Passage fourni:
##########

Février 2010 c’était le début des indénombrables rencontres, découvertes et apprentissages avec mon premier voyage dans le désert qui m’a amené aux territoires oasiens (avec leurs ksour et leurs tribus) et ensuite aux territoires nomades. Pour commémorer le dixième anniversaire, j’ai voulu refaire le même trajet, Ceuta-Tighmert, mais Mohamed Arejdal, “instigateur” du premier voyage, m’a dit qu’il ne fallait pas rester dans le passée et qu’il fallait regarder vers l’avant, en allant plus loin, jusqu’à la Mauritanie; un propos qui a donné lieu à Obûr, une traversée du désert physique (en voiture) et d’une certaine manière mentale, dès la rive nord jusqu’à la rive sud du Sahara.

##########

Données extraites:
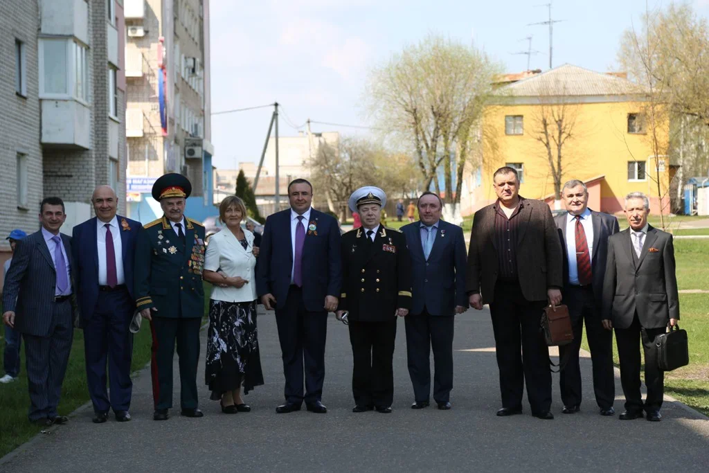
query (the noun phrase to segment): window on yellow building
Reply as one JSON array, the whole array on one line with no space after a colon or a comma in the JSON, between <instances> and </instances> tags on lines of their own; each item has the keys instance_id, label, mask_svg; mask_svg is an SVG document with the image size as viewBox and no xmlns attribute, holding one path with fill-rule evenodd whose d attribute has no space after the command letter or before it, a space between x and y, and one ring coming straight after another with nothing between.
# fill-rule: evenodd
<instances>
[{"instance_id":1,"label":"window on yellow building","mask_svg":"<svg viewBox=\"0 0 709 473\"><path fill-rule=\"evenodd\" d=\"M511 167L517 171L517 177L520 179L520 184L525 182L525 163L523 162L506 162L506 166Z\"/></svg>"},{"instance_id":2,"label":"window on yellow building","mask_svg":"<svg viewBox=\"0 0 709 473\"><path fill-rule=\"evenodd\" d=\"M627 133L645 133L645 121L641 113L627 114Z\"/></svg>"},{"instance_id":3,"label":"window on yellow building","mask_svg":"<svg viewBox=\"0 0 709 473\"><path fill-rule=\"evenodd\" d=\"M507 115L505 116L506 135L521 135L523 131L522 115Z\"/></svg>"},{"instance_id":4,"label":"window on yellow building","mask_svg":"<svg viewBox=\"0 0 709 473\"><path fill-rule=\"evenodd\" d=\"M646 181L647 175L645 174L644 161L628 161L627 162L627 180L629 181Z\"/></svg>"}]
</instances>

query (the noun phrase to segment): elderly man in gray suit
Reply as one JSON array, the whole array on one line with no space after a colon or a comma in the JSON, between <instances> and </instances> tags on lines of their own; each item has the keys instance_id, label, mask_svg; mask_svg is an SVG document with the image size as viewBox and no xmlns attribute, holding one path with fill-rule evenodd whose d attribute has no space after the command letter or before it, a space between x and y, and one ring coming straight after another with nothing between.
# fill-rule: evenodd
<instances>
[{"instance_id":1,"label":"elderly man in gray suit","mask_svg":"<svg viewBox=\"0 0 709 473\"><path fill-rule=\"evenodd\" d=\"M3 294L3 321L25 339L30 421L41 425L68 421L57 412L74 334L66 219L61 199L42 201L42 228L18 242Z\"/></svg>"},{"instance_id":2,"label":"elderly man in gray suit","mask_svg":"<svg viewBox=\"0 0 709 473\"><path fill-rule=\"evenodd\" d=\"M625 216L630 228L608 239L608 256L603 280L603 325L615 328L620 362L620 383L625 411L620 420L642 417L657 422L664 394L664 373L657 365L655 337L668 323L679 320L679 297L675 274L672 235L647 223L647 196L632 192L625 197ZM645 355L644 404L640 395L642 337Z\"/></svg>"},{"instance_id":3,"label":"elderly man in gray suit","mask_svg":"<svg viewBox=\"0 0 709 473\"><path fill-rule=\"evenodd\" d=\"M613 334L603 329L601 308L608 238L619 230L618 218L588 208L588 189L573 179L564 184L562 198L566 213L554 217L564 251L564 301L569 306L574 341L559 347L566 361L559 377L565 414L581 407L581 367L579 350L586 321L586 336L593 364L593 393L601 416L613 416L615 399L613 374Z\"/></svg>"}]
</instances>

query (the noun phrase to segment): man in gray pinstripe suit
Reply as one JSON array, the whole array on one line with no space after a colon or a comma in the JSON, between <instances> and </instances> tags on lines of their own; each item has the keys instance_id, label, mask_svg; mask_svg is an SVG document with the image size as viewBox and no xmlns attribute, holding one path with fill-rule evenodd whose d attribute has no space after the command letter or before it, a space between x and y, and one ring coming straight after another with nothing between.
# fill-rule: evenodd
<instances>
[{"instance_id":1,"label":"man in gray pinstripe suit","mask_svg":"<svg viewBox=\"0 0 709 473\"><path fill-rule=\"evenodd\" d=\"M57 412L74 334L66 218L61 199L42 201L42 228L18 242L3 294L3 321L25 338L30 421L43 425L68 421Z\"/></svg>"}]
</instances>

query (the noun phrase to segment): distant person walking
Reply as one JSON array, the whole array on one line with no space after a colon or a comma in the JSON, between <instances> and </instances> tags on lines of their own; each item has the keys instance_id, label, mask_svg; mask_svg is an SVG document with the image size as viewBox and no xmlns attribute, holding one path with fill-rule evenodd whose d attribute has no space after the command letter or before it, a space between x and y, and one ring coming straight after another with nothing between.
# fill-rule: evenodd
<instances>
[{"instance_id":1,"label":"distant person walking","mask_svg":"<svg viewBox=\"0 0 709 473\"><path fill-rule=\"evenodd\" d=\"M17 242L22 240L27 233L19 229L13 230L10 232L10 235L5 240L10 240L10 250L15 252L15 247ZM10 269L12 263L12 257L5 262L3 267L4 280L7 277L7 272ZM20 333L14 328L11 328L9 325L5 325L5 352L3 355L4 368L5 375L0 378L0 383L6 384L11 383L17 379L20 374L20 345L22 344L22 338Z\"/></svg>"},{"instance_id":2,"label":"distant person walking","mask_svg":"<svg viewBox=\"0 0 709 473\"><path fill-rule=\"evenodd\" d=\"M408 206L406 207L406 217L408 218L408 221L413 223L415 216L416 206L413 201L409 202Z\"/></svg>"}]
</instances>

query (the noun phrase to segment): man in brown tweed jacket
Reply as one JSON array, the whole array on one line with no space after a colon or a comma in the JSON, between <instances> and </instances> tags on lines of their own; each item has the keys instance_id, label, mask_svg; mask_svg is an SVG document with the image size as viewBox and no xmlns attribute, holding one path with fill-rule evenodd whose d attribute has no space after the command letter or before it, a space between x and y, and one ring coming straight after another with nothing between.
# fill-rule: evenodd
<instances>
[{"instance_id":1,"label":"man in brown tweed jacket","mask_svg":"<svg viewBox=\"0 0 709 473\"><path fill-rule=\"evenodd\" d=\"M542 311L561 303L563 257L552 213L519 196L512 167L493 175L498 200L475 213L468 252L470 305L490 304L500 369L500 416L522 413L525 382L532 414L553 419L549 350L540 333Z\"/></svg>"}]
</instances>

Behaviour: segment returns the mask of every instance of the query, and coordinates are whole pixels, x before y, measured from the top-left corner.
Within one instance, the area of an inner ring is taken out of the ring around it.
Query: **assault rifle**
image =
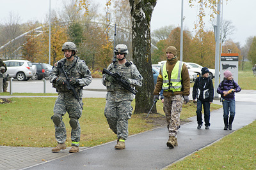
[[[63,66],[62,65],[62,63],[61,62],[59,62],[58,63],[58,67],[61,69],[61,71],[64,73],[65,76],[67,78],[67,80],[64,81],[64,84],[66,85],[67,89],[68,89],[68,90],[71,90],[72,91],[74,96],[75,97],[76,99],[77,100],[82,110],[83,110],[82,104],[80,103],[79,99],[78,97],[78,95],[77,94],[77,93],[75,90],[75,88],[74,88],[74,87],[72,85],[70,85],[70,83],[69,83],[69,81],[70,81],[70,78],[69,78],[68,77],[68,76],[67,75],[67,72],[65,71],[65,69],[63,68]]]
[[[108,75],[113,76],[116,81],[117,81],[118,83],[120,84],[122,87],[129,91],[130,92],[132,93],[133,94],[136,95],[137,94],[137,90],[133,89],[130,86],[130,85],[126,82],[125,80],[122,79],[122,76],[119,74],[118,73],[112,73],[108,69],[104,68],[102,74],[107,74]]]
[[[157,102],[157,101],[158,101],[158,99],[156,99],[156,100],[154,101],[153,105],[152,106],[150,110],[149,110],[148,113],[148,115],[147,115],[147,117],[148,117],[148,115],[149,115],[149,113],[150,113],[150,111],[151,111],[152,109],[153,108],[154,105],[156,104],[156,103]]]
[[[115,34],[114,34],[114,54],[113,59],[113,63],[115,64],[116,62],[116,55],[115,53],[115,48],[116,46],[116,24],[115,24]]]

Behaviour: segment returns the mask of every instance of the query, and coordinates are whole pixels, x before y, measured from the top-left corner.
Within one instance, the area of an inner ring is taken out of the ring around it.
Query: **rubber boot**
[[[233,123],[233,120],[234,117],[229,117],[229,122],[228,122],[228,130],[232,130],[232,124]]]
[[[76,153],[79,151],[79,147],[76,146],[72,146],[71,149],[69,150],[69,153]]]
[[[173,136],[170,136],[169,139],[166,143],[166,145],[170,148],[173,148],[174,146],[175,146],[176,143],[177,143],[177,139],[175,139],[175,137],[174,137]],[[177,144],[178,144],[178,143],[177,143]]]
[[[58,143],[57,146],[52,149],[52,152],[58,152],[61,150],[65,150],[67,148],[66,144],[64,143]]]
[[[119,138],[117,141],[117,144],[116,145],[116,146],[115,146],[115,148],[118,150],[125,149],[125,139],[124,139],[122,138]]]
[[[224,130],[228,130],[228,118],[223,118],[224,119]]]

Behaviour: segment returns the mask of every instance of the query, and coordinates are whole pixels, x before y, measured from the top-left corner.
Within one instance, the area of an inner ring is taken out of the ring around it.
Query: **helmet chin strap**
[[[76,54],[75,52],[72,51],[72,55],[70,55],[70,57],[66,57],[66,55],[65,55],[65,52],[64,52],[64,55],[65,55],[65,57],[66,57],[66,58],[67,58],[67,59],[70,59],[70,58],[71,58],[72,56],[74,56],[74,55],[75,55],[75,54]]]
[[[126,58],[126,55],[125,55],[123,59],[118,59],[118,60],[124,60],[124,59],[125,59],[125,58]]]

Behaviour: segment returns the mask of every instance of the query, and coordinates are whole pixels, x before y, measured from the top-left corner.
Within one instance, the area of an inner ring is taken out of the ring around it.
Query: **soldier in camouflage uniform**
[[[55,138],[58,145],[52,151],[58,152],[67,148],[65,143],[67,132],[62,117],[67,111],[70,118],[69,124],[72,127],[72,148],[69,152],[74,153],[79,151],[81,129],[78,119],[82,115],[83,87],[88,85],[92,82],[92,78],[91,71],[84,61],[75,56],[77,50],[74,43],[65,43],[62,51],[65,58],[54,64],[49,76],[50,82],[52,83],[52,87],[56,89],[59,95],[53,109],[54,115],[51,117],[55,125]],[[67,88],[65,83],[67,78],[61,69],[61,66],[68,77],[68,81],[75,89],[78,100],[74,97],[73,92]]]
[[[142,76],[132,62],[125,59],[128,54],[125,45],[120,44],[115,48],[117,62],[109,64],[108,69],[112,73],[118,73],[122,78],[132,87],[142,85]],[[128,137],[128,120],[131,118],[133,94],[124,89],[115,79],[109,75],[103,74],[102,83],[107,87],[106,103],[104,115],[110,129],[117,135],[116,149],[125,148],[125,140]]]
[[[177,133],[180,127],[180,115],[184,101],[189,101],[190,91],[189,74],[187,67],[178,60],[177,49],[173,46],[166,50],[167,61],[163,64],[157,79],[154,101],[158,99],[159,92],[163,89],[164,111],[165,113],[169,139],[167,146],[173,148],[178,145]]]

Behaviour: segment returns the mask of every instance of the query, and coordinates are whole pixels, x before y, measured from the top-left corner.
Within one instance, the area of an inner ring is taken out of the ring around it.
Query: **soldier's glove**
[[[159,95],[154,95],[154,99],[153,99],[153,102],[154,103],[156,101],[158,101],[159,99]]]
[[[77,78],[73,78],[73,77],[72,77],[72,78],[70,79],[69,83],[70,83],[71,85],[76,85],[76,84],[79,84],[79,81],[78,81],[78,79],[77,79]]]
[[[189,99],[188,96],[184,96],[183,98],[184,98],[184,101],[185,102],[185,103],[187,103],[189,101]]]
[[[111,82],[112,83],[116,81],[116,80],[115,78],[113,78],[112,76],[107,75],[106,76],[106,80],[108,80],[108,81]]]
[[[125,78],[122,78],[122,79],[124,81],[125,81],[126,83],[127,83],[129,85],[130,85],[130,80],[129,80],[128,79]]]
[[[58,85],[63,85],[64,82],[64,80],[62,78],[58,78],[56,81]]]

##########

Consignes de travail:
a) Reproduisez mot pour mot le passage du récit du voyage au Sahara, plus haut, en commençant par « Février 2010 c’était » et en poursuivant jusqu'à « sud du Sahara. ».
b) Prolongez le récit du voyage au Sahara à partir de sa dernière phrase.

Réponses aux consignes:
a)
Février 2010 c’était le début des indénombrables rencontres, découvertes et apprentissages avec mon premier voyage dans le désert qui m’a amené aux territoires oasiens (avec leurs ksour et leurs tribus) et ensuite aux territoires nomades. Pour commémorer le dixième anniversaire, j’ai voulu refaire le même trajet, Ceuta-Tighmert, mais Mohamed Arejdal, “instigateur” du premier voyage, m’a dit qu’il ne fallait pas rester dans le passée et qu’il fallait regarder vers l’avant, en allant plus loin, jusqu’à la Mauritanie; un propos qui a donné lieu à Obûr, une traversée du désert physique (en voiture) et d’une certaine manière mentale, dès la rive nord jusqu’à la rive sud du Sahara.

b)
En étudiant la géographie du désert, et en parcourant à pied le bord montagneux qui précède le Sahara au Maroc lors du Project Qafila, j’avais toujours perçu cette frontière imaginaire (parfois coïncidant avec les limites entre le Maroc et l’Algérie) comme une falaise qui séparait le monde connu en haut, d’un espace où l’homme ne pouvait rien contrôler en restant à la merci du désert en bas, mais l’opportunité de visiter plusieurs fois la région Dakhla-Oued ed-Dahab m’a fait franchir, d’une certaine manière, ces frontières physiques et psychiques, où seulement les nomades sont capables de vivre, comme s’ils étaient une espèce humaine différente. Cette fois-ci il s’agissait pas que de pénétrer dans leur territoire sinon de le traverser complètement, tout en sachant que nous allions plutôt contourner le Sahara et que nous n’allions pas suivre les routes des caravanes. Par ailleurs, c’était important de faire ce voyage en compagnie des chers amis, comme Younès Rahmoun et Ahmed Dabah, qui étaient aussi à l’origine du premier voyage en 2010.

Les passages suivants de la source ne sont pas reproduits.